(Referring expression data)
=== Section Start ===
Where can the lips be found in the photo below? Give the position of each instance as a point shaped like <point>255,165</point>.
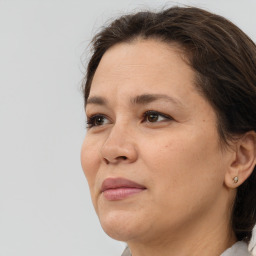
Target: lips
<point>120,188</point>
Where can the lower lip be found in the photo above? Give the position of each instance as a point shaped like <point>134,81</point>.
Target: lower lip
<point>120,193</point>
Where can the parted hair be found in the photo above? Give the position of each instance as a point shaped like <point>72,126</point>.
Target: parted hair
<point>223,58</point>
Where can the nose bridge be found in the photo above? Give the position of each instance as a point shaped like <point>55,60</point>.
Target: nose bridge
<point>119,144</point>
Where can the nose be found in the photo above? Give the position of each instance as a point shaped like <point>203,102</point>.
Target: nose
<point>119,147</point>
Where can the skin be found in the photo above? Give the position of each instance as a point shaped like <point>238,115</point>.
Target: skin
<point>185,208</point>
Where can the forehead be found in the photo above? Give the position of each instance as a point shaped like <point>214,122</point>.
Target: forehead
<point>144,66</point>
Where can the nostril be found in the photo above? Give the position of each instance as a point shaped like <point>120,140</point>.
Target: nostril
<point>106,161</point>
<point>122,157</point>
=== Section End ===
▸ Task instructions
Will you return exactly the lines above from the one with "Where can the nose be" down to the one with "Where can the skin", counting both as part of the range?

▸ Written solution
Where can the nose be found in the photo above? Give the position of each instance as a point shaped like <point>203,102</point>.
Target: nose
<point>119,147</point>
Where can the skin be found in the photo above? Give the position of each instance as a point shaped like <point>238,115</point>.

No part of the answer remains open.